_TASKS TO COMPLETE_.
1 > Answer these questions about the comment on university pay, using only what it states:
(a) What does the writer say is sometimes happening at their university, and what advantage does it have?
(b) Why does the writer say UIC is willing to have grad programs?
(c) What does the writer call the priority for state universities?
2 > Print the part of the comment on university pay starting at "2. 5-10% paycuts" and ending at "value is dropping.".
═════ SOURCE DOCUMENT ═════
This really is sad. I wonder if it is even possible to increase out of state enrollment in today’s economic situation. Increasing faculty teaching loads at times is happening at my University, which has the advantage of being reversible.
I think we all come to the table with a bias towards our own needs, however three things stand out for me in your post:
1. market value for a theoretical mathematician compared to what he could get in industry is a ridiculous comparison. There are a lot of lifestyle benefits to teaching/ doing research than being a corporate drone. Those benefits are part of an academic’s pay. (To put it another way: adjunct positions will disappear when it becomes difficult to attract quality candidates who will accept them. For all the complaints I hear, the one search I helped with had a plethora of candidates for a shockingly pathetic adjunct job. This should start at the PhD level – UIC is willing to have grad programs because the grad students are cheap labor, and it makes the professors happy to have someone to train, but it produces a glut of PhDs.) Similarly, universities in less desirable locations (i.e. not Chicago) will necessarily have to pay more. Location is part of your pay.
2. 5-10% paycuts along with layoffs that mean you’re doing more work for less pay – pretty standard in some of the “industry” jobs that you might be comparing to. i.e. everyone’s market value is dropping.
3. As far as I’m concerned, the mission of state universities is to teach the majority of undergrads. If we can attract high-quality teachers by giving them flexible hours and research labs and journal subscriptions, it’s worth some extra cost. If good teachers can get research grants that offset their salary, it’s reasonable (within limits) to cut back their teaching accordingly. I don’t think state-funded universities have a need to be excellent schools that attract top students. Yes it’s helpful to find ways to keep high quality students, and yes it’s helpful to attract high-quality students from out of state, but in our mobile society retaining those top students is unpredictable. Training the students who can’t relocate and are likely to stay in the area is the priority. Research into ergodic theory? As a state goal? If the state had a goal I’d argue it should be to discourage talented math/ science folks from hunkering in the ivory tower.
═════ DATA LISTING ═════
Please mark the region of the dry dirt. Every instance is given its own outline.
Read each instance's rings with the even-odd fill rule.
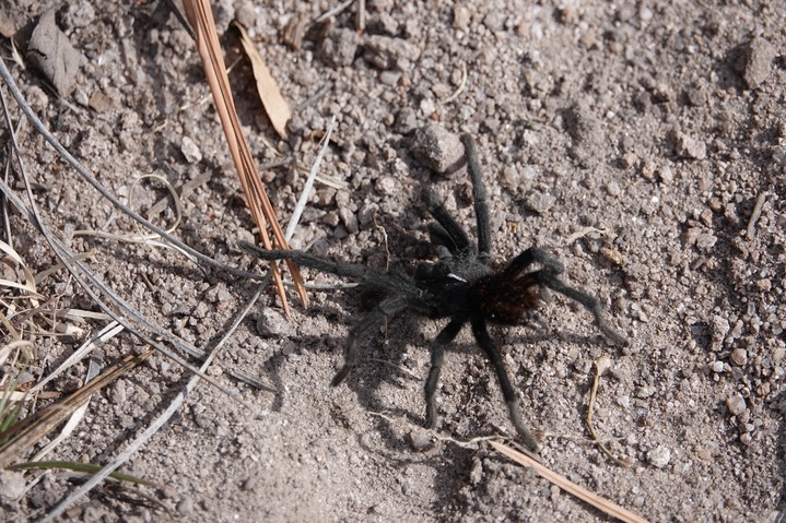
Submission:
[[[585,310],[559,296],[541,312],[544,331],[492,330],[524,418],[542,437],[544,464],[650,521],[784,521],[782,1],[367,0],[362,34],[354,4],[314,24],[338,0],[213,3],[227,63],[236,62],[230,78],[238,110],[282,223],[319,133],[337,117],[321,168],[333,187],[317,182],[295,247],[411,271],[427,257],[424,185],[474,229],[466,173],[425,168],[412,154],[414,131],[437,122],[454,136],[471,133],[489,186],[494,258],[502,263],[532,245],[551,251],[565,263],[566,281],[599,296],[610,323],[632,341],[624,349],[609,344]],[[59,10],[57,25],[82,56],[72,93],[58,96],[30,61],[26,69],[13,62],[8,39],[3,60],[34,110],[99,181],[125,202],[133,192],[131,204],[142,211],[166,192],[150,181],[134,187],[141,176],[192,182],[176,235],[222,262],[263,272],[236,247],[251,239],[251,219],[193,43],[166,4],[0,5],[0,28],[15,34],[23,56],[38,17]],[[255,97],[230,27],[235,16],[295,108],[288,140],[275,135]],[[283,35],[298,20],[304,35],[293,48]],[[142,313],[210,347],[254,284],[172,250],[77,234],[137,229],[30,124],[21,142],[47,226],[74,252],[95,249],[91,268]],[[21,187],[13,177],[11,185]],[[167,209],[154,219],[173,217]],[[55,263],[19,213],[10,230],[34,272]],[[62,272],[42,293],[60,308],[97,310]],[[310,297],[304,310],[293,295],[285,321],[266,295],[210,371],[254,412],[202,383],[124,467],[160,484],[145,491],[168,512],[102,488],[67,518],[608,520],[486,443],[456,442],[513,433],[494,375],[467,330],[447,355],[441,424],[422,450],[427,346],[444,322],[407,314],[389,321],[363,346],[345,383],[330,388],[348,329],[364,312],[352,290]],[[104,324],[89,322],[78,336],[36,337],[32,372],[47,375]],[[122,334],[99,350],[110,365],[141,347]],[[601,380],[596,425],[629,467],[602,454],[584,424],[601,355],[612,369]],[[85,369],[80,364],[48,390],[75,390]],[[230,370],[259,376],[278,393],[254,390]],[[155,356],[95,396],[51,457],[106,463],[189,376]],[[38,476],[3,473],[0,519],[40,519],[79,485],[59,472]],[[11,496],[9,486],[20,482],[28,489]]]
═════
═════ DATA LISTING ═════
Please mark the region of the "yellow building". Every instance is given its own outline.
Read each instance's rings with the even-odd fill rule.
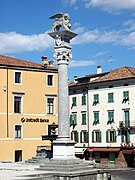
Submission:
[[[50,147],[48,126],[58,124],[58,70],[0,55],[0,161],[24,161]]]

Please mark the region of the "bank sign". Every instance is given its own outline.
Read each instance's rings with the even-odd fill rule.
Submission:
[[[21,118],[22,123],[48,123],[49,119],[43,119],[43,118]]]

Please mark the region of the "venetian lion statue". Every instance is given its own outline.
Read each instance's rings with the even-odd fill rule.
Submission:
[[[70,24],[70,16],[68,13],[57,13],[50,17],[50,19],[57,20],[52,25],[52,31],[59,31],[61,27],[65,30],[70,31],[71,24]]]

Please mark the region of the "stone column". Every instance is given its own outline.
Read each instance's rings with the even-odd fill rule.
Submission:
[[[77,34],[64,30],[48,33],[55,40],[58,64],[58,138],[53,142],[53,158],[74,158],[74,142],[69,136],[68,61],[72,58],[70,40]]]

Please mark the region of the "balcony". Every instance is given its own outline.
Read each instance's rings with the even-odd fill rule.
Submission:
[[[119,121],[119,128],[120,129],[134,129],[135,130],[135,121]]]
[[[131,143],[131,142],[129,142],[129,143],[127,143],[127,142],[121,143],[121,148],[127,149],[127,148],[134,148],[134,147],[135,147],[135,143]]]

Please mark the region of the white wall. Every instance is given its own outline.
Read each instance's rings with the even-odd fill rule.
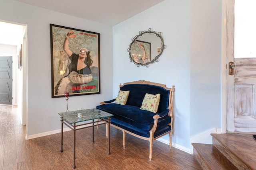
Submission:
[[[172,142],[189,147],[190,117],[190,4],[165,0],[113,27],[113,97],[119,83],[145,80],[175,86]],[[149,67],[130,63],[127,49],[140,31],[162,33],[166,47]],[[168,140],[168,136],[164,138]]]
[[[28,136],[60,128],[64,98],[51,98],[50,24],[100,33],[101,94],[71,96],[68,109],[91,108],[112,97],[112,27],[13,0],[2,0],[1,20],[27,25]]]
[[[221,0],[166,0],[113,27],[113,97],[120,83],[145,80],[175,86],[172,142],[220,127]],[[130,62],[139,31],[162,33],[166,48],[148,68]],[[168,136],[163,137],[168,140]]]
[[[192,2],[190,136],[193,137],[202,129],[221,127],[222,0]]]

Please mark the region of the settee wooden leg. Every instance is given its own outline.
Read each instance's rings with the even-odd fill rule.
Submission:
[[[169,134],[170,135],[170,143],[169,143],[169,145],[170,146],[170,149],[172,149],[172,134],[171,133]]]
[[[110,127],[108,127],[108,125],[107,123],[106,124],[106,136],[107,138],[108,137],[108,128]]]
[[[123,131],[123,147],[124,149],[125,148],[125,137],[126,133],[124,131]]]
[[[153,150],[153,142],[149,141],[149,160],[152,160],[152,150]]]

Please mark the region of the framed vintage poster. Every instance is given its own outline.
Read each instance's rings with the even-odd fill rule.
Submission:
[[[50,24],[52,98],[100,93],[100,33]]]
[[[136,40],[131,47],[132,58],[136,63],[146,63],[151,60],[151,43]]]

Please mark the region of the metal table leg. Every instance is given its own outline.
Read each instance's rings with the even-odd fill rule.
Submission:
═════
_ANSWERS FOR THE EXERCISE_.
1 >
(a) Faculty teaching loads are sometimes being increased, which has the advantage of being reversible.
(b) The grad students are cheap labor, and having someone to train makes the professors happy.
(c) Training the students who can't relocate and are likely to stay in the area.

2 >
2. 5-10% paycuts along with layoffs that mean you’re doing more work for less pay – pretty standard in some of the “industry” jobs that you might be comparing to. i.e. everyone’s market value is dropping.